[Records supplied]
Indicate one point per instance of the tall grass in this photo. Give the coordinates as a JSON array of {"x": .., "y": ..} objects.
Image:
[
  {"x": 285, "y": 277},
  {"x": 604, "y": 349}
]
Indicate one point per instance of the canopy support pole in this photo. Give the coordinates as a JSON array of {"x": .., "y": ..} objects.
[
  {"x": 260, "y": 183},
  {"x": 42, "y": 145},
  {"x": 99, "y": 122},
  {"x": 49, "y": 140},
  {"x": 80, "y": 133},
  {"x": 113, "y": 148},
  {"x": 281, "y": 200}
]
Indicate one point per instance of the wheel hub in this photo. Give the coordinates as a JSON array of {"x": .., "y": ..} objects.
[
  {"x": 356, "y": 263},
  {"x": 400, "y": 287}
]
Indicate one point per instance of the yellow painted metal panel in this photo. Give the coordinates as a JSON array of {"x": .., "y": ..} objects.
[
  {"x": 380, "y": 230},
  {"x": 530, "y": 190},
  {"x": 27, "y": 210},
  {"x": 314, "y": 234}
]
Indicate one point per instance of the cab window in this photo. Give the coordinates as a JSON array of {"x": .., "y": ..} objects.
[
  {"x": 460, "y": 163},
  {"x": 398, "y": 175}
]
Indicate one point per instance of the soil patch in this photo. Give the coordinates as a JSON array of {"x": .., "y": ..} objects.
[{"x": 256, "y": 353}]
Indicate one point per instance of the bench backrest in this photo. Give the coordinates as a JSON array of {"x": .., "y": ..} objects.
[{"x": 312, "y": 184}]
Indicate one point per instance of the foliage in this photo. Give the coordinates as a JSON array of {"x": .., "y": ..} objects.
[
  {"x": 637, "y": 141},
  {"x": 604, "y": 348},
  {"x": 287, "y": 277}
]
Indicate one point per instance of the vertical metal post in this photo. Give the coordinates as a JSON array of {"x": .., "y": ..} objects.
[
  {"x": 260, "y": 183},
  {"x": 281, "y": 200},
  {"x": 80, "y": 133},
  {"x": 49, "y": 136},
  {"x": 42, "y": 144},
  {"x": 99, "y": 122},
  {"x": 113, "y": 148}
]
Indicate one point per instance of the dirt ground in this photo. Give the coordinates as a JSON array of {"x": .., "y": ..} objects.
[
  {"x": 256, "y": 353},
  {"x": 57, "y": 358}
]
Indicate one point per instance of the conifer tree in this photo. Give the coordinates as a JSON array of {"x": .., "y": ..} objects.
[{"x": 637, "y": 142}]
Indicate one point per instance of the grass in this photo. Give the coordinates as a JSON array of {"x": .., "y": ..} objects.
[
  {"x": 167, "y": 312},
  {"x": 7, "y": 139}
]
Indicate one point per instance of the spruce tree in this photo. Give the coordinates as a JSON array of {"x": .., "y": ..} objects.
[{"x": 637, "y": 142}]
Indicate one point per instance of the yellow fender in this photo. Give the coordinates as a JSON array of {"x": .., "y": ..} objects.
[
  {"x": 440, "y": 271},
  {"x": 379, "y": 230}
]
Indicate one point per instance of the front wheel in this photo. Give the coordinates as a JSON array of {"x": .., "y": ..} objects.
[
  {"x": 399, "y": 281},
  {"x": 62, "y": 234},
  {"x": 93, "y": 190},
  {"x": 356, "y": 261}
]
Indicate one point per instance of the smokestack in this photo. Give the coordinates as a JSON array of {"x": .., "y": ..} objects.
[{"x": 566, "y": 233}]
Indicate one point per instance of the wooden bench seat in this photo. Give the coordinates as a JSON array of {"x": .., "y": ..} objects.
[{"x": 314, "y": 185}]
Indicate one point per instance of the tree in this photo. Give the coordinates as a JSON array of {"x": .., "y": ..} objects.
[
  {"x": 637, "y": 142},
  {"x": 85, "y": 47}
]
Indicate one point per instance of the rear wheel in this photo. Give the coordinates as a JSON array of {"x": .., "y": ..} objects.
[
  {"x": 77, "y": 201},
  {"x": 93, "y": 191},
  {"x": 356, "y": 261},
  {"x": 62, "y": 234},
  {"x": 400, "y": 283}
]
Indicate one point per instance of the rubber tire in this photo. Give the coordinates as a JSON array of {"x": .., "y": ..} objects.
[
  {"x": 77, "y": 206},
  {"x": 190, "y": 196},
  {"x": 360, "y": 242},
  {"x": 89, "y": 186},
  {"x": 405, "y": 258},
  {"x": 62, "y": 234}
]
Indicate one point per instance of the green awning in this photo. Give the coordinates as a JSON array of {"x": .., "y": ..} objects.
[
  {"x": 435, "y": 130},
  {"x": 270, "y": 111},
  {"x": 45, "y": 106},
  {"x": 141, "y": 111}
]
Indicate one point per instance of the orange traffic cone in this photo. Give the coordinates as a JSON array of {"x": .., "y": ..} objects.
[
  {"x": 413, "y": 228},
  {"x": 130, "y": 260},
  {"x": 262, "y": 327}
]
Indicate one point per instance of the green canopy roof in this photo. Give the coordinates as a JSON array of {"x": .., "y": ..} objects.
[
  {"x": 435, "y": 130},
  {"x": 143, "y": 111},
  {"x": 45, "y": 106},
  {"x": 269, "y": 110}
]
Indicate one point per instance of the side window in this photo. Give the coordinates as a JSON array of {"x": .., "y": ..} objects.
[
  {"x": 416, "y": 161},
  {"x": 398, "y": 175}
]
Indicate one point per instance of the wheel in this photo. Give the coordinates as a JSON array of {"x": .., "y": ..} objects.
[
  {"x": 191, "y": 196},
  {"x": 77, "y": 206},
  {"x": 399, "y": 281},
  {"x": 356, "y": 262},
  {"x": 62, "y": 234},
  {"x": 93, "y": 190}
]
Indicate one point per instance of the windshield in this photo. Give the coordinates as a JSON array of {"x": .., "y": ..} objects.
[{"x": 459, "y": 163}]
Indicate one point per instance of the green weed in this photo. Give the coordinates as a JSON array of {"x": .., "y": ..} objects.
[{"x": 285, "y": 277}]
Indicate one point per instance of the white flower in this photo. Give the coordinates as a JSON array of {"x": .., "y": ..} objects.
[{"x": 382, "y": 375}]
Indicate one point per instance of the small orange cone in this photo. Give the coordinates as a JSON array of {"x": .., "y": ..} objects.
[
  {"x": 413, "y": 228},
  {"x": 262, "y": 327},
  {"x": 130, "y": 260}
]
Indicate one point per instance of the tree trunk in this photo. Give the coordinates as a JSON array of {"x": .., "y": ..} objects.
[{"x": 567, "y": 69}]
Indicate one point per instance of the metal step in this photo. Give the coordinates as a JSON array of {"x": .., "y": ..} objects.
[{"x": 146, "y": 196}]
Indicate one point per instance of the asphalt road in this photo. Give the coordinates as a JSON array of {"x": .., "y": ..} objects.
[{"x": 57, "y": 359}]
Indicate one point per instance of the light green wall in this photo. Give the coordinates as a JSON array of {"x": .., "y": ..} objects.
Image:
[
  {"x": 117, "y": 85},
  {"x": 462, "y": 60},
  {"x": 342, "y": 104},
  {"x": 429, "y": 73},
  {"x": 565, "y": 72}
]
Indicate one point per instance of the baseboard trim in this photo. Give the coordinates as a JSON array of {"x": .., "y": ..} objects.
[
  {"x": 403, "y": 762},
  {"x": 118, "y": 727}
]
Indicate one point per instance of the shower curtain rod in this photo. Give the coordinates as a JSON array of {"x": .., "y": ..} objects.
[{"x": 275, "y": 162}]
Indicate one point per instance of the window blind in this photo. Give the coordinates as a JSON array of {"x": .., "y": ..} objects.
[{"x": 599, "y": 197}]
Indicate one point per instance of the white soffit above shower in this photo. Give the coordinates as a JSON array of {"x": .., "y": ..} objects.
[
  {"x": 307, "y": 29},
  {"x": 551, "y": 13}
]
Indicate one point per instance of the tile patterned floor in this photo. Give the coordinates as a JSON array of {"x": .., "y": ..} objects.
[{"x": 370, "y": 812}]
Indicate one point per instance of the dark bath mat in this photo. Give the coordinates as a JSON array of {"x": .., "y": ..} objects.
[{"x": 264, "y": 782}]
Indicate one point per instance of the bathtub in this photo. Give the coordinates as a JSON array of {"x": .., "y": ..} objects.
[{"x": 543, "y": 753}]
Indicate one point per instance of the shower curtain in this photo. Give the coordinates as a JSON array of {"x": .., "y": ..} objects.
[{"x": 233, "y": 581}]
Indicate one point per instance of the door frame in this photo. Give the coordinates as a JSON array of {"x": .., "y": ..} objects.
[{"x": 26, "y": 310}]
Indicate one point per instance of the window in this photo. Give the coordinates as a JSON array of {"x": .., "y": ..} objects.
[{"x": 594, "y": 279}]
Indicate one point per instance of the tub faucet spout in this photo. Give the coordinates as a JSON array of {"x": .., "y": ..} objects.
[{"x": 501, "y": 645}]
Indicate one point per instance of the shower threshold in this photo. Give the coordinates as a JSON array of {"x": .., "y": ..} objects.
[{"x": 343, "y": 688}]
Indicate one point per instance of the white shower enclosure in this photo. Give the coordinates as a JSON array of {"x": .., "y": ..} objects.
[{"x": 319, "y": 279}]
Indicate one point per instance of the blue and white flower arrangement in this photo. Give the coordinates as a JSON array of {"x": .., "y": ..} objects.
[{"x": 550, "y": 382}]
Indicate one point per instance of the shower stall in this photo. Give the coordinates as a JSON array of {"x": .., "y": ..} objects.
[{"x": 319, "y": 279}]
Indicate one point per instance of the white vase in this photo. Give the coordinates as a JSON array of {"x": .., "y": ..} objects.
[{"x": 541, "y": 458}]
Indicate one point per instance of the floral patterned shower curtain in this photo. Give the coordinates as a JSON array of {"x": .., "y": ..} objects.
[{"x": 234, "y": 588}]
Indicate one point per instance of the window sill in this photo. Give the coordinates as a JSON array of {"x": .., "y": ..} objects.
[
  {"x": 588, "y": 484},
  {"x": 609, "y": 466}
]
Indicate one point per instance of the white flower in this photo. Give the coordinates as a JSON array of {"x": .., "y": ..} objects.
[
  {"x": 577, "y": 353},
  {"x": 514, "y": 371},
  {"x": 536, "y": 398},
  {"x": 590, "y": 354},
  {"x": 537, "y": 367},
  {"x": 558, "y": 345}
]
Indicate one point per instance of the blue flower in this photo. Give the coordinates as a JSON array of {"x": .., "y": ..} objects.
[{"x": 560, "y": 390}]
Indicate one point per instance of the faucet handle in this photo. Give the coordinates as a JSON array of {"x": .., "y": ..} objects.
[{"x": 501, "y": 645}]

[Directions for this task]
From the line that holds "Indicate one point per instance of the white shower" down to the last line of the material, copy every line exactly and add nothing.

[Response box]
Indicate one point per instance of the white shower enclosure in this photo. Give the coordinates as a JSON array of {"x": .., "y": ..} objects.
[{"x": 319, "y": 279}]
Indicate one point per instance of the blue and white flower arrangement in this photo. Give the coordinates as a JSON array of {"x": .., "y": ..} objects.
[{"x": 550, "y": 382}]
Indicate one point per instance of the shower stall in this photo. Give the coordinates as a JSON array of {"x": .., "y": ..} objects.
[{"x": 319, "y": 279}]
Indicate one point per instance of the white vase in this photo. Give the coordinates as a JSON array of {"x": .., "y": ..} objects.
[{"x": 541, "y": 458}]
Indicate one point per instance of the floral patterned shower curtain in this photo. Give the coordinates as a JSON array of {"x": .., "y": ..} objects.
[{"x": 234, "y": 588}]
Indicate one point per instance of the window sill in this photo. Give the coordinates as a JSON array of {"x": .., "y": ..} objects.
[
  {"x": 588, "y": 484},
  {"x": 609, "y": 466}
]
Indicate one point per instance of the white flower in this photo. Give the coordinates as a JSON array of {"x": .., "y": ..} objects.
[
  {"x": 577, "y": 353},
  {"x": 514, "y": 371},
  {"x": 536, "y": 398},
  {"x": 590, "y": 354},
  {"x": 537, "y": 367},
  {"x": 558, "y": 345}
]
Indicate one point per instance of the blue flower in this photo. Give the coordinates as a JSON array of {"x": .., "y": ..} objects.
[{"x": 560, "y": 390}]
Indicate one point per instance of the faucet handle in this photo. Give the coordinates as a JSON array of {"x": .., "y": ..} objects.
[{"x": 501, "y": 645}]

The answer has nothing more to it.